> **Task A**
Copy the climate levy commentary word for word between "What's interesting about" and "defensively fight over.", inclusive.
> **Task B**
Write a continuation of the climate levy commentary that picks up after its final sentence.

A targeted rate would aim to raise about $574 million over 10 years, specifically for measures to reduce the city's carbon emissions. These would include increasing the number of bus, ferry, cycle and walking options in the city and more tree planting. A further $471m could be sought through Government funding.
Goff said the levy would mean a cost of about $1.10 per week on a house worth $1.18m. That's a quarter of the price of a standard-sized flat white or a McDonald's cheeseburger.
The biggest levy burden will be on those who can afford multimillion-dollar homes and the most benefit will be to those open to using public transport.
What's interesting about the plan is it represents a strategic shift in how the ongoing costs of climate change measures could be paid for.
Previous climate-linked measures in the country have been controversial and attracted emotional opposition from people who felt targeted. For instance, the Government backtracked on a plan for a cycle bridge over the Waitematā after protests. The Groundswell demonstrations have reflected a rural and town/metropolitan divide, with country folk motivated enough to drive tractors up city streets.
A city levy opens up the possibility of dealing with the problem in a low-key, practical way, rather than as something to defensively fight over.
In theory, it is shifting climate from the national political stage of policy mud-wrestling to the more mundane world of local services.
That may make the levy easier for people to accept. It is a harder target to take on than a single-project harbour bridge for cyclists and walkers.

> **Record excerpts**
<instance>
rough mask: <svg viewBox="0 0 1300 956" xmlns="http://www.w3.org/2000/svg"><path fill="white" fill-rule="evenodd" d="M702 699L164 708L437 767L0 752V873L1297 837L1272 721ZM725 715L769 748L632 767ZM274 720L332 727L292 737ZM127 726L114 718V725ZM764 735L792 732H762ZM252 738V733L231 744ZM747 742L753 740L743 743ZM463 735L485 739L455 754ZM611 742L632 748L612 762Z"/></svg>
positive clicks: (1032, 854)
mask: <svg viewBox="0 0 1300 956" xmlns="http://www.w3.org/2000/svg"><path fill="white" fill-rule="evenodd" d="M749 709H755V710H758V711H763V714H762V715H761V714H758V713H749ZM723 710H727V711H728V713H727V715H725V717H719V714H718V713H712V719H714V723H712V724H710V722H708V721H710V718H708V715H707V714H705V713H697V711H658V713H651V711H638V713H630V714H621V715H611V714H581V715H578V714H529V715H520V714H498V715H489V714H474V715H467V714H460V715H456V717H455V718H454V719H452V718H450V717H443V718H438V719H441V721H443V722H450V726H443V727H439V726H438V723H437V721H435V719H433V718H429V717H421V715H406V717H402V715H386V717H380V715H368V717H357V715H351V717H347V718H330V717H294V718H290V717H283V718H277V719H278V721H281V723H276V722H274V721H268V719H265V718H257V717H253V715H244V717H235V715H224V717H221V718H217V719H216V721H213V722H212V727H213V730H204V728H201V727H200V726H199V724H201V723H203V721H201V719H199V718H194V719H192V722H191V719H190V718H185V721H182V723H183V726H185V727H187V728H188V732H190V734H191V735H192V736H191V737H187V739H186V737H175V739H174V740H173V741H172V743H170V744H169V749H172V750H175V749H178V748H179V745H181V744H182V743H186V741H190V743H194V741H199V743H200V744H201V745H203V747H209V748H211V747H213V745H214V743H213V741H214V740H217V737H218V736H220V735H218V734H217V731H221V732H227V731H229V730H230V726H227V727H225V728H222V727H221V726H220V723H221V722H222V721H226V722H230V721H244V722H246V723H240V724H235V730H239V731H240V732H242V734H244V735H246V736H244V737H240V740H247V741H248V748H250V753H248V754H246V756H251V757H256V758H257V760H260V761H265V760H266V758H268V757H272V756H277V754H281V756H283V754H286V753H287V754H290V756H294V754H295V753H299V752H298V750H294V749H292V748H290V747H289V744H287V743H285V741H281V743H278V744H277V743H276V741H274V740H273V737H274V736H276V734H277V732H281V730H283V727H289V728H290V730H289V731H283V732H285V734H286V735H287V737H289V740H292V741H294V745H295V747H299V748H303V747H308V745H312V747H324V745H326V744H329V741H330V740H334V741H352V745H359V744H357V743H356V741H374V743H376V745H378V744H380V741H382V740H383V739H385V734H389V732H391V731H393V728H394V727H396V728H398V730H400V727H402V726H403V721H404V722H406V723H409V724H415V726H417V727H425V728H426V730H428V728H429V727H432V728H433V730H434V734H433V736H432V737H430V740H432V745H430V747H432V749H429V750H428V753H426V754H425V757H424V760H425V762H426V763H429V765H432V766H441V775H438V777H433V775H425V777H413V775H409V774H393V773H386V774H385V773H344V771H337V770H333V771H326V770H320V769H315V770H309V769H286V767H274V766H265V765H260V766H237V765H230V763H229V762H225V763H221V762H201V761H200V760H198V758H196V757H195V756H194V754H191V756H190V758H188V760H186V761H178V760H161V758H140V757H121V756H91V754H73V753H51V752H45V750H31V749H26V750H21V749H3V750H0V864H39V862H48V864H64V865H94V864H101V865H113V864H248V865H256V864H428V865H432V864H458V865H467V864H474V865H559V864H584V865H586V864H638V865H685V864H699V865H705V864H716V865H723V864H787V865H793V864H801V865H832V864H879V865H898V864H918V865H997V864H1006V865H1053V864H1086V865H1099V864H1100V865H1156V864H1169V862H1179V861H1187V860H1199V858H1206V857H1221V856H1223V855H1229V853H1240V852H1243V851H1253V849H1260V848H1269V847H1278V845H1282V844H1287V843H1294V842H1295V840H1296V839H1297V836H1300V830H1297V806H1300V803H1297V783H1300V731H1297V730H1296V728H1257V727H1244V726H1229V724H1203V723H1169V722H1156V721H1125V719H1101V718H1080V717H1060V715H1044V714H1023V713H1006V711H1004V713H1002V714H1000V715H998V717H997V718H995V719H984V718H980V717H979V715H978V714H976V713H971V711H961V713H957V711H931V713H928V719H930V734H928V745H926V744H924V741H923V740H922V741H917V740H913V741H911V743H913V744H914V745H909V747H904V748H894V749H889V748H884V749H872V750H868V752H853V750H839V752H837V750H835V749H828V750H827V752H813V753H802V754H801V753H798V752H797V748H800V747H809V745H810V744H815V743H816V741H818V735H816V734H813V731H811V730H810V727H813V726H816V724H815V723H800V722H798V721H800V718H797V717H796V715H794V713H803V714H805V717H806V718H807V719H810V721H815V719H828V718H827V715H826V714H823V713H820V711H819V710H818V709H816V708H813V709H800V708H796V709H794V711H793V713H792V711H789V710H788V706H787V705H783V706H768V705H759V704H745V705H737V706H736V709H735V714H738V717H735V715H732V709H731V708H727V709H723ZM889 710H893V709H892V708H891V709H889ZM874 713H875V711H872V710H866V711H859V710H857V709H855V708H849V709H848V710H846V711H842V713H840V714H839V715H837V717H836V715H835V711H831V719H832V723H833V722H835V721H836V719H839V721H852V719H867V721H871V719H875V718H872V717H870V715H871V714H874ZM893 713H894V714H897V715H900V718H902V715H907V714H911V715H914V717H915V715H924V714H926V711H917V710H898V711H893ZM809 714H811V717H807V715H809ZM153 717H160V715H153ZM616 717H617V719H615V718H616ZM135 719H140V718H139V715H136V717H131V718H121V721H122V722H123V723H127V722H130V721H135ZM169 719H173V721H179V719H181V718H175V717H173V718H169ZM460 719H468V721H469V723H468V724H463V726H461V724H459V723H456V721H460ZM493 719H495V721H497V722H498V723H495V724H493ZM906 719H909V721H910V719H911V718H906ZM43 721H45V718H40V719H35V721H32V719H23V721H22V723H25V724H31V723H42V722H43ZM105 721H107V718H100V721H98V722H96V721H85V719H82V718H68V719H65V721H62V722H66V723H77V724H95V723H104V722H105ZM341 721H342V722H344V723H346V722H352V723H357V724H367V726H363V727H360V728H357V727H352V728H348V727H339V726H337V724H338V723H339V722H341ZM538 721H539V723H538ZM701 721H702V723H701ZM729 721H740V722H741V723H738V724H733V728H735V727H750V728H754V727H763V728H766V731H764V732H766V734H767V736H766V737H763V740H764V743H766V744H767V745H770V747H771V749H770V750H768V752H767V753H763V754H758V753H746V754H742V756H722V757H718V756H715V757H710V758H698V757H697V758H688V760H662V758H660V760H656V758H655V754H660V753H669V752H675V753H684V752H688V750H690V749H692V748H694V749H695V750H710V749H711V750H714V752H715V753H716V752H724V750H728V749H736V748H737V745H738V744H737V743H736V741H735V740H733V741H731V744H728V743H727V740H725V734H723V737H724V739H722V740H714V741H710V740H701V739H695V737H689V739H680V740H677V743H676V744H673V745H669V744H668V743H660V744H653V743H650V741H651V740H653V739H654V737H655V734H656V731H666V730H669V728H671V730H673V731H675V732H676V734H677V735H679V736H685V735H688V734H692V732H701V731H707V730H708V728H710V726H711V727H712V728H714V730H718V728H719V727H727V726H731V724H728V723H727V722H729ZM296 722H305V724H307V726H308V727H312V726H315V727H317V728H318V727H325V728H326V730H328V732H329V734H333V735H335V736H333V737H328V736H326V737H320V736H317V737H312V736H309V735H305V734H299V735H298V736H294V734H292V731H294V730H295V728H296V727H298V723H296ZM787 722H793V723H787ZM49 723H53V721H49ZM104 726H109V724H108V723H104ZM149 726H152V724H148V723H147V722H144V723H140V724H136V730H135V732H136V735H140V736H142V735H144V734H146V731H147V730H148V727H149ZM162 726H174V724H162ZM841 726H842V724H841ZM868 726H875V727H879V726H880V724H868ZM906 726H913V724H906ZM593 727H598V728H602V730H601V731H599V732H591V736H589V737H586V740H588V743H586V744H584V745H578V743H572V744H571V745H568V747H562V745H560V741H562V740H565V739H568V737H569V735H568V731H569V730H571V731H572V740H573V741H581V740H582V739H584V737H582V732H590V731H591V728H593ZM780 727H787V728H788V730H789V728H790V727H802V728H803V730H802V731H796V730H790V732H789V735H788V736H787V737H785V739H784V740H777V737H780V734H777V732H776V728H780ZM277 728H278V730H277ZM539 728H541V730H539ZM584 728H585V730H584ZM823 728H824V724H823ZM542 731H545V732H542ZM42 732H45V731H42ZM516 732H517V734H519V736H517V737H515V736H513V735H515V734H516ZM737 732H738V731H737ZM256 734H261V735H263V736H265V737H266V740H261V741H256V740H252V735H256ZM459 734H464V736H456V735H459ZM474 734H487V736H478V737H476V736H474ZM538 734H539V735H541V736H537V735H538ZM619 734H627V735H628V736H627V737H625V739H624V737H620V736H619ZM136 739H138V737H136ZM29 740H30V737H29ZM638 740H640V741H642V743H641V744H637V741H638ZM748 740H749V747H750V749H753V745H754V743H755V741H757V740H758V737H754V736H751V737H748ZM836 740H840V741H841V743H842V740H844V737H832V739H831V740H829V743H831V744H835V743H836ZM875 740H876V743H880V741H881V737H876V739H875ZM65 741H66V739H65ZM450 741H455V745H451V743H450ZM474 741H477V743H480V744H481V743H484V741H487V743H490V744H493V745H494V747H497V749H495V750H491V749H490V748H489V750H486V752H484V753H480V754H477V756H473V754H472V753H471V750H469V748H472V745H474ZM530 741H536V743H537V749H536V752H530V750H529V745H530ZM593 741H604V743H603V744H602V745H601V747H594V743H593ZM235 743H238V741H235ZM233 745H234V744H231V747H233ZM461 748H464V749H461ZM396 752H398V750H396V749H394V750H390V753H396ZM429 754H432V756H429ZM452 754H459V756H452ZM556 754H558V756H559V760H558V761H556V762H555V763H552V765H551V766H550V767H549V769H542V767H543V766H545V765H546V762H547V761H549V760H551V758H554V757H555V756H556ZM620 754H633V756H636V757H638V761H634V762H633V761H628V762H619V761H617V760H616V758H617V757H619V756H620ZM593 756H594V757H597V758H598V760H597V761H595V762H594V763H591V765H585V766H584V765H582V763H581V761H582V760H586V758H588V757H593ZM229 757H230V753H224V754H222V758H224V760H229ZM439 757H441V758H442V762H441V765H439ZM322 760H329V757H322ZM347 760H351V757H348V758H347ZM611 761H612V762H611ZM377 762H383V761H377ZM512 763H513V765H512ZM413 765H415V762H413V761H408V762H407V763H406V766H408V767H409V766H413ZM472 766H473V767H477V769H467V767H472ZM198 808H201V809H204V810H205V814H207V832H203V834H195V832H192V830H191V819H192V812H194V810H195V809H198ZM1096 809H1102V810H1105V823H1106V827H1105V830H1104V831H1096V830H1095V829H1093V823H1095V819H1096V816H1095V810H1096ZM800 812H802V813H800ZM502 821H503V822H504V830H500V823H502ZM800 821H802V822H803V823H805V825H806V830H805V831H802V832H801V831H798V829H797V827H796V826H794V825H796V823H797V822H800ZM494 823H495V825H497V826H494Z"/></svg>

---

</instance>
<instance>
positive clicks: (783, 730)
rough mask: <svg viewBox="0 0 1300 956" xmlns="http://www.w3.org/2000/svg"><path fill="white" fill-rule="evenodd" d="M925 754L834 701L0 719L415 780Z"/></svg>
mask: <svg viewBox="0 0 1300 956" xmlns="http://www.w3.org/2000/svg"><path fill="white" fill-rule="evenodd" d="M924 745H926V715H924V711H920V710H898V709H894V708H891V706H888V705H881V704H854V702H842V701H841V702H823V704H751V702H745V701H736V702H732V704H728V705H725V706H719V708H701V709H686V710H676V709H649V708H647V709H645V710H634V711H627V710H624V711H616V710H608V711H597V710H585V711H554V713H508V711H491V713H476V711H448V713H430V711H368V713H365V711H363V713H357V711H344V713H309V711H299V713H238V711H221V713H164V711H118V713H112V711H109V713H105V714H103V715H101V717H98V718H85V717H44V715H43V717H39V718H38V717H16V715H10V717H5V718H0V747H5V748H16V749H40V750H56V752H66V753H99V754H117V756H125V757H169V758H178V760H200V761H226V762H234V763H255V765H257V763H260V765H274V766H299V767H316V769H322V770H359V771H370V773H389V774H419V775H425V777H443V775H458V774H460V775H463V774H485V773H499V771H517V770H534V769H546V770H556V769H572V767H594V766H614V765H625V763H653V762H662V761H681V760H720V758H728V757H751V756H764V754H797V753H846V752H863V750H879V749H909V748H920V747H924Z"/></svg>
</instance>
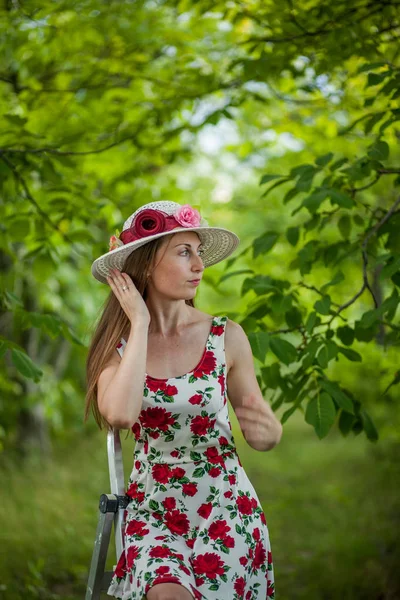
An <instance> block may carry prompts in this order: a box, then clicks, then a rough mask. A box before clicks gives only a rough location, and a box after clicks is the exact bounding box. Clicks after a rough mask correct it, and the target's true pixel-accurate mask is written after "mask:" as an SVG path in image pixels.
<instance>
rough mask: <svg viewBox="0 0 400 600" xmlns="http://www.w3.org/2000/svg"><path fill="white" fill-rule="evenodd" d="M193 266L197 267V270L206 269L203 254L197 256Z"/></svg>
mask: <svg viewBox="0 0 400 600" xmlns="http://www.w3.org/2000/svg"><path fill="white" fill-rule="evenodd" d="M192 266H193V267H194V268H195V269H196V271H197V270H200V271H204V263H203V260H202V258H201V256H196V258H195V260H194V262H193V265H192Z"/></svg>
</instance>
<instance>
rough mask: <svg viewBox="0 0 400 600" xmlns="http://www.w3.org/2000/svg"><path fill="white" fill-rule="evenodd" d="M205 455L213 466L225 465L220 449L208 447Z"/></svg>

==

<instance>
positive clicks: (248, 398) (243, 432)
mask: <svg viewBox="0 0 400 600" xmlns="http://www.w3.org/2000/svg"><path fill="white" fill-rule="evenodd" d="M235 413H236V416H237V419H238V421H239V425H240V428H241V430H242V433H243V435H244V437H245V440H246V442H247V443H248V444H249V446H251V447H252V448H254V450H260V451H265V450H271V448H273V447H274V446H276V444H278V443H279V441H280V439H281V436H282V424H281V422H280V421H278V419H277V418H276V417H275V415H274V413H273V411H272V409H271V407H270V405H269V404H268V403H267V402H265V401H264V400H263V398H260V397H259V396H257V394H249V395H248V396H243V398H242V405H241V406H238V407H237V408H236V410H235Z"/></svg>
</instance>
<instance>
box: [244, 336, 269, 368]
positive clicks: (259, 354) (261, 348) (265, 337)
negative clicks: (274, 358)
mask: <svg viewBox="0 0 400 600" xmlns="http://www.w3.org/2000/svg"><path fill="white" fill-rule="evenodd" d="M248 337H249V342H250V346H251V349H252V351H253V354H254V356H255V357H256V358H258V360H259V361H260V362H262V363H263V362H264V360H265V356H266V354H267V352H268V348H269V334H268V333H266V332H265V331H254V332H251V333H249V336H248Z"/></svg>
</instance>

> **Answer A**
What's interesting about the plan is it represents a strategic shift in how the ongoing costs of climate change measures could be paid for.
Previous climate-linked measures in the country have been controversial and attracted emotional opposition from people who felt targeted. For instance, the Government backtracked on a plan for a cycle bridge over the Waitematā after protests. The Groundswell demonstrations have reflected a rural and town/metropolitan divide, with country folk motivated enough to drive tractors up city streets.
A city levy opens up the possibility of dealing with the problem in a low-key, practical way, rather than as something to defensively fight over.

> **Answer B**
However, climate is one issue that's a red rag to a section of the population who feel generally disgruntled with the direction the country is headed.
And the levy lands in a difficult economic and emotionally stressful period for Auckland. Financially stretched people and businesses are focused on getting help - not having to pay more.
People in the hospitality industry have slammed a Covid support package aimed at helping the city rebound after being left out of the $37m voucher scheme.
Data shows inflation is hitting the poorest New Zealanders the hardest with rising costs.
On the brighter side, the unemployment rate is at 3.4 per cent. The vaccine-based traffic light system should give a bit more stability going forward, with less chance of lockdowns.
Aucklanders are feeling relief at having passed through a long tunnel to a place where they can do more things, albeit with masks and vaccine passes. Delta cases and hospital admissions have steadied somewhat and the Auckland health region isn't far off the target of 90 per cent eligible residents being fully vaccinated.
Looking ahead, economists predict that recovery will be slow from the mammoth Delta lockdown compared to the restrictions in early 2020.
The lockdown will be about four months in duration when Auckland's border is finally lifted to vaccinated people in mid-December.
Covid-19 construction costs and delays have hit existing Auckland city projects during that time.
With a planned 3.5 per cent general rates increase on top of the 2.4 per cent levy, the Auckland rates rise next year will be 5.9 per cent.
That is likely to make the climate levy unpopular with vocal groups, despite Goff's statement that "we've heard clearly from Aucklanders that they want us to do more on climate change and to improve our public transport system".
The levy's progress will be watched closely. If successful, the approach is likely to become more common in the future.